Exercise task> Reproduce, word for word, the lines of the listing below from the line holding "[locate] hillside (one point per instance)" through the final line of the listing, both ends included.

_ _ _ _ _

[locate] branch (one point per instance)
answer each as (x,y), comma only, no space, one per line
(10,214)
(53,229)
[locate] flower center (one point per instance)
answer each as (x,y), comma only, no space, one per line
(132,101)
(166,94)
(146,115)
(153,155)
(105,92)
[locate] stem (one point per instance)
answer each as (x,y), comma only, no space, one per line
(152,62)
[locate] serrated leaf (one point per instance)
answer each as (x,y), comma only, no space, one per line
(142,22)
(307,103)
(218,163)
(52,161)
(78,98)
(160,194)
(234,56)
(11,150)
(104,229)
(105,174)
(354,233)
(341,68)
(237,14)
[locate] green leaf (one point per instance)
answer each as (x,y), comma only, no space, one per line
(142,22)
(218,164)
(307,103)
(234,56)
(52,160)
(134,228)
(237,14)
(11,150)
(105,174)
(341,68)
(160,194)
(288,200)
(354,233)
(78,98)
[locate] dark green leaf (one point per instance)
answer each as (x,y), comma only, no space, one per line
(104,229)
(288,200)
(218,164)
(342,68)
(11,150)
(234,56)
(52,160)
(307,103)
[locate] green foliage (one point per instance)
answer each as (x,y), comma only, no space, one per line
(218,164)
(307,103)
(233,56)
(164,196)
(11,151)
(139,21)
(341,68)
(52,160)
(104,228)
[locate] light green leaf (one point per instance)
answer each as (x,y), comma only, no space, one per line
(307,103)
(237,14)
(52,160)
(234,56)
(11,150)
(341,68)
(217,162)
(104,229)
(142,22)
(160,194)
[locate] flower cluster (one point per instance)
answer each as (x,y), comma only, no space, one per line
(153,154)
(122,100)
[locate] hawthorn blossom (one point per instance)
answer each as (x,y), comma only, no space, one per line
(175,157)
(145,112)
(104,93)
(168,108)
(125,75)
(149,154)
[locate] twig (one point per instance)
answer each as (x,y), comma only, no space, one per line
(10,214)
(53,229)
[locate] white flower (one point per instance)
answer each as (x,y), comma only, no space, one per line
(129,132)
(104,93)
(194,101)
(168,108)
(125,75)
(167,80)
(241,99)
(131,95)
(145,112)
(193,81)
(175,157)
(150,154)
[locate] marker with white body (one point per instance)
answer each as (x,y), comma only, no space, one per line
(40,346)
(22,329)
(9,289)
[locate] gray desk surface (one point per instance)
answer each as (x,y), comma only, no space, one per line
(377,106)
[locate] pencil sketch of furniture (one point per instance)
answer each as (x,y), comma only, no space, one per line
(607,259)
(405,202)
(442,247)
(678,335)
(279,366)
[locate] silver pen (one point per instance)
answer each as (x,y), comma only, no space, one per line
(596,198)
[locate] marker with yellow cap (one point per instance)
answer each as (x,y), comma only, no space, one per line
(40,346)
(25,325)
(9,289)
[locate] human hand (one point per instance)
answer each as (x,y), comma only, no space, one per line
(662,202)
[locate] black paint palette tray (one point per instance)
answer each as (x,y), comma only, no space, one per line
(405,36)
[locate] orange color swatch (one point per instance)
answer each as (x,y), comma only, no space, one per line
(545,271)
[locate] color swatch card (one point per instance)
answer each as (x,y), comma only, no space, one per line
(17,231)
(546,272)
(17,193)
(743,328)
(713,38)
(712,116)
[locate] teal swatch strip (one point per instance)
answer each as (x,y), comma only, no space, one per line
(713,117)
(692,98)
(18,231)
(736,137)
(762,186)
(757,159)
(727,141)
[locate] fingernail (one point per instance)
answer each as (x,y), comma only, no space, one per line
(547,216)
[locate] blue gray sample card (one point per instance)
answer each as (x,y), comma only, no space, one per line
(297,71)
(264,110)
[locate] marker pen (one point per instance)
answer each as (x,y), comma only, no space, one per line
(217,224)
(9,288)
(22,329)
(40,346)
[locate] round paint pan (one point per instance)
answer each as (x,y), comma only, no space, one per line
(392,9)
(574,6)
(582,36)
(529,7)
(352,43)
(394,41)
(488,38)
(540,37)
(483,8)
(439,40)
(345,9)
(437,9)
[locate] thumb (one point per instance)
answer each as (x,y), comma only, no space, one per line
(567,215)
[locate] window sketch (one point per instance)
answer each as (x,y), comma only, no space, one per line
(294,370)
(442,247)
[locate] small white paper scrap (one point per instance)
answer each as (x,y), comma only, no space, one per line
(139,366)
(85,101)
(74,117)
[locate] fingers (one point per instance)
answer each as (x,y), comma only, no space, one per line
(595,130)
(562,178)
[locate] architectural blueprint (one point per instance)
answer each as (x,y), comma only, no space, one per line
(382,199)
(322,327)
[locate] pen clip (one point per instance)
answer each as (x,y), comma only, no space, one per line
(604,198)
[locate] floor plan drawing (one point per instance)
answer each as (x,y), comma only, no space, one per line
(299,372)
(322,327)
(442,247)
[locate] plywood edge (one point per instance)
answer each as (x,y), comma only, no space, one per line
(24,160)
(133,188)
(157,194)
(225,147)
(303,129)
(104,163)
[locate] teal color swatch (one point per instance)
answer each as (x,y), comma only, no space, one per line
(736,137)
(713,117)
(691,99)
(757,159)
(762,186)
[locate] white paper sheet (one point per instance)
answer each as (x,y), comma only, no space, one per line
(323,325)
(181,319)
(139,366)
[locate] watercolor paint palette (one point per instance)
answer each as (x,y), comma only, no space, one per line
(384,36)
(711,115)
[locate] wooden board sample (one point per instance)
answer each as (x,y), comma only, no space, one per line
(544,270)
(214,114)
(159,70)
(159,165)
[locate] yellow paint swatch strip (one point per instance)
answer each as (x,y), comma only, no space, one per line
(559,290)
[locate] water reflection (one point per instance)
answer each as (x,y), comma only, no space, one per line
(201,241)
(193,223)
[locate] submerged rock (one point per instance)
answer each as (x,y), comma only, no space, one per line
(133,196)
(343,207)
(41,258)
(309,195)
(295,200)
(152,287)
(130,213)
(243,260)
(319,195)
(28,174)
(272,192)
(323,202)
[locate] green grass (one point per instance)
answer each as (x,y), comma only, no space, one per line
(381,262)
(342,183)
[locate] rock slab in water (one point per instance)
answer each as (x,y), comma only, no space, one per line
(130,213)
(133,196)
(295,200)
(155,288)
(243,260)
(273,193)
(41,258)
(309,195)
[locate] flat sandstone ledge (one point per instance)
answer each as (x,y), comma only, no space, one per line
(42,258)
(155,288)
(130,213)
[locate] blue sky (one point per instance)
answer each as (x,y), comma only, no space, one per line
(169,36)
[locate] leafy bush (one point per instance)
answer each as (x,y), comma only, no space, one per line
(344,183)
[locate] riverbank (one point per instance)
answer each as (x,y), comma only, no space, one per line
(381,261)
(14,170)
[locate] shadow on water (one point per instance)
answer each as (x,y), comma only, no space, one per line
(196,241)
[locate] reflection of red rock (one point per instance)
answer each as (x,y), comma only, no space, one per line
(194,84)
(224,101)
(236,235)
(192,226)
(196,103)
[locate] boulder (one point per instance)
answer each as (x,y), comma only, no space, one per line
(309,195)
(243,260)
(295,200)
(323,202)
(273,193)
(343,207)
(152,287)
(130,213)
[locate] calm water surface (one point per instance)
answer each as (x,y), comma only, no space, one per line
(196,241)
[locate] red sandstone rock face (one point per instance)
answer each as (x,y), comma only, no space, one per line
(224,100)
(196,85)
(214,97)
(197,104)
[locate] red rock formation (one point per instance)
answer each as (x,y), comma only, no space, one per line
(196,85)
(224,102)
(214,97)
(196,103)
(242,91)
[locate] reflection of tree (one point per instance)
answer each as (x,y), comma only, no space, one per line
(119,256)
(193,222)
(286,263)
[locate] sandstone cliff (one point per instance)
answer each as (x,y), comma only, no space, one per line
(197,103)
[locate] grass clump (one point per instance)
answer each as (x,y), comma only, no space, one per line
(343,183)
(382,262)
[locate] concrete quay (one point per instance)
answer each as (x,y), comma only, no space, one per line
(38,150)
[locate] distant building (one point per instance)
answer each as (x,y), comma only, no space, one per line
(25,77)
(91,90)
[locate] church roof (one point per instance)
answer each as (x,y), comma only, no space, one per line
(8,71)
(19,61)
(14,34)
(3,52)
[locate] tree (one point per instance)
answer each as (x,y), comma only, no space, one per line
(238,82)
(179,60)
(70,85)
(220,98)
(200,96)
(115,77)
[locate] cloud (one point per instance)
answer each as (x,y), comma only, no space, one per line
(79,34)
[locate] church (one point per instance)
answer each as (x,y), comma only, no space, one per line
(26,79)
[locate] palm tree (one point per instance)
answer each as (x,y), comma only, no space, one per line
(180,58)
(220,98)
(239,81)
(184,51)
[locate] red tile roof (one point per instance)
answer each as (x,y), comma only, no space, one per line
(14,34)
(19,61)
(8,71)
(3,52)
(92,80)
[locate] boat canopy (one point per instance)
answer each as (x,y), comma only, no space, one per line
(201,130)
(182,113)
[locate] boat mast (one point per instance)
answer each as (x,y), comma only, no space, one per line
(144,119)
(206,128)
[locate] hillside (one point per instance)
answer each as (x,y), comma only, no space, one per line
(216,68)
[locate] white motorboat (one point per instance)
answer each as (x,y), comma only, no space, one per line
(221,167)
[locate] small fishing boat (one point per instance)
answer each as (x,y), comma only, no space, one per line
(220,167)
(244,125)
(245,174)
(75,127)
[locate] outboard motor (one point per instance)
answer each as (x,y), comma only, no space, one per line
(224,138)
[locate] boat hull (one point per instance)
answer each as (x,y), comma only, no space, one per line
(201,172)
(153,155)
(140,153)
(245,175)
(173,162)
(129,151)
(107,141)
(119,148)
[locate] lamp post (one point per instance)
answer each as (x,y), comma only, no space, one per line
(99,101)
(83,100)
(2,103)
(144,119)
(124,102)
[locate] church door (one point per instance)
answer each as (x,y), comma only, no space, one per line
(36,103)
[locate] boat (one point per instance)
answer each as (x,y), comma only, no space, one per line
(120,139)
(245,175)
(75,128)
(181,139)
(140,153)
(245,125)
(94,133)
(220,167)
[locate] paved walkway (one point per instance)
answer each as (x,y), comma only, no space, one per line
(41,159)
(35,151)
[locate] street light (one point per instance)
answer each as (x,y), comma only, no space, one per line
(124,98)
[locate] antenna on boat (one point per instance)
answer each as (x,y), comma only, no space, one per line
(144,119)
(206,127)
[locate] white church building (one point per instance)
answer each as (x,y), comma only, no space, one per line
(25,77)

_ _ _ _ _

Exercise result>
[locate] hillside (one point per instance)
answer each as (x,y), comma only, no space, one per line
(216,68)
[locate] white motorboat (one point per instance)
answer each as (x,y), comma only, no space, one per line
(221,167)
[locate] small fishing boat (one point per instance)
answer each as (x,y), comma only, no space, one per line
(220,167)
(244,125)
(245,174)
(75,127)
[locate] outboard motor (one point per instance)
answer each as (x,y), comma only, no space, one per line
(224,138)
[locate] boat hull (one point per instance)
answer each as (x,y), comma only, no space, one per line
(201,172)
(153,155)
(140,153)
(245,175)
(173,162)
(129,151)
(107,141)
(119,148)
[locate] lamp post (one point per instance)
answer each as (x,y), comma only, no space, one per line
(99,101)
(83,100)
(2,103)
(144,119)
(124,102)
[locate] church door (one point per instance)
answer each as (x,y), comma only, no space, one per line
(36,103)
[locate] boat (one point per instance)
answer each as (x,y), comma only, no space, one per line
(120,139)
(245,175)
(75,128)
(181,139)
(140,153)
(245,125)
(94,133)
(220,167)
[locate] paved walkway (one point per instance)
answer each as (x,y), comma only, no space, one per line
(41,159)
(35,151)
[locate] street light (one point per instance)
answer each as (x,y), comma only, no space, one per line
(124,98)
[locate] antenna on boat (one point per instance)
answer each as (x,y), comma only, no space, one per line
(144,119)
(206,127)
[locate] white church building (one point per instance)
answer each as (x,y), comma only, no space, one per line
(25,77)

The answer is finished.